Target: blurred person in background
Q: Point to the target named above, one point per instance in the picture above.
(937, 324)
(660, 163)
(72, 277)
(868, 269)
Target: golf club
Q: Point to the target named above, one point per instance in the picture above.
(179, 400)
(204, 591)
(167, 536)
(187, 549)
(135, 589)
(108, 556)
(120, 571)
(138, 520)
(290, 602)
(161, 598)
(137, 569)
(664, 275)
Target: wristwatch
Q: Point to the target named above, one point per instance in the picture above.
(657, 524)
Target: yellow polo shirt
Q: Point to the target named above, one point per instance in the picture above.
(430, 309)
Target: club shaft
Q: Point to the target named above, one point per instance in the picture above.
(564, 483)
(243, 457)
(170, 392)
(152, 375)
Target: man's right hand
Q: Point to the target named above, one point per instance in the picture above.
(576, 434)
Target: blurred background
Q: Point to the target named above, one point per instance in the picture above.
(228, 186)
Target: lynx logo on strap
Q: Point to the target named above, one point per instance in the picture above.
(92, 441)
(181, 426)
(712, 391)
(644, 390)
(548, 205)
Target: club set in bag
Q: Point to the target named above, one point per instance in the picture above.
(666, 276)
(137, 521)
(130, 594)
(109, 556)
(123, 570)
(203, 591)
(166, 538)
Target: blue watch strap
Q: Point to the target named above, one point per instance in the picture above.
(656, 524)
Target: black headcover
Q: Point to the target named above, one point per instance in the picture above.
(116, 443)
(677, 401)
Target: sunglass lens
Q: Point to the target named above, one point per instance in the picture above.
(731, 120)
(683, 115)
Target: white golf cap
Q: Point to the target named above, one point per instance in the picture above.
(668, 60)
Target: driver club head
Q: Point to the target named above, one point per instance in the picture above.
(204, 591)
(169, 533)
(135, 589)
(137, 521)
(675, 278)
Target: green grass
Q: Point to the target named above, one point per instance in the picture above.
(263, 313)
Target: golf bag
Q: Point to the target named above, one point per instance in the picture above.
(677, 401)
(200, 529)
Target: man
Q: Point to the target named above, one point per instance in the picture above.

▸ **SET PROBLEM**:
Turn the lines above into a JSON list of strings, one string per line, with blank lines left out.

▸ **THE RESULT**:
[
  "Target: blurred person in background",
  "Q: Point to the target named above, one point per instance in the picture above.",
  "(937, 324)",
  "(660, 163)",
  "(72, 277)",
  "(868, 269)",
  "Target: golf club",
  "Q: Point to the target named above, one point per instance in the picture above.",
  "(179, 400)",
  "(204, 591)",
  "(167, 536)",
  "(187, 549)",
  "(135, 589)",
  "(108, 556)",
  "(120, 571)",
  "(138, 520)",
  "(290, 602)",
  "(161, 598)",
  "(137, 569)",
  "(664, 275)",
  "Target: wristwatch",
  "Q: Point to the target named above, one point per instance in the picture above.",
  "(657, 524)",
  "Target: yellow polo shirt",
  "Q: Point to the target named above, one point per instance in the picture above.",
  "(430, 309)",
  "Target: club shaft",
  "Q: Point to the target named above, one point per instance in the picture above.",
  "(564, 483)",
  "(243, 457)",
  "(170, 392)",
  "(152, 375)",
  "Target: man's right hand",
  "Q: Point to the target named above, one point per instance in the picture above.",
  "(576, 434)",
  "Target: blurred background",
  "Q: Point to the target named above, one point per instance in the picture above.",
  "(228, 186)",
  "Target: lynx logo on strap",
  "Q: Point to the target named above, one point per instance in the picture above.",
  "(92, 441)",
  "(181, 426)",
  "(712, 391)",
  "(644, 390)",
  "(548, 205)",
  "Target: club set in bag",
  "Q: Point to the target named above, one point per instance in the picture above.",
  "(666, 276)",
  "(137, 521)",
  "(130, 594)",
  "(109, 556)",
  "(123, 570)",
  "(203, 591)",
  "(166, 538)",
  "Target: blue watch strap",
  "Q: Point to the target named above, one point per instance in the picture above.",
  "(656, 524)",
  "Target: black headcover",
  "Q: Point to the target named above, one point per instance in the picture above.",
  "(116, 443)",
  "(677, 401)",
  "Target: sunglass lens",
  "Q: Point to the target named above, one point per instance in the picture above.",
  "(731, 120)",
  "(683, 115)",
  "Target: white golf cap",
  "Q: Point to the target named above, one point per instance in the picture above.",
  "(668, 60)",
  "Target: driver club head",
  "Q: Point to the target named above, one point per instance in the picture above.",
  "(204, 591)",
  "(169, 533)",
  "(135, 589)",
  "(137, 521)",
  "(675, 278)",
  "Target: green grass",
  "Q: Point to the target named above, one point per instance in the picture above.",
  "(263, 313)",
  "Target: golf bag",
  "Q: Point to the target named above, one point per instance in the picture above.",
  "(677, 401)",
  "(200, 529)",
  "Target: man",
  "Q: Point to the target named above, one point per instance in the picture above."
]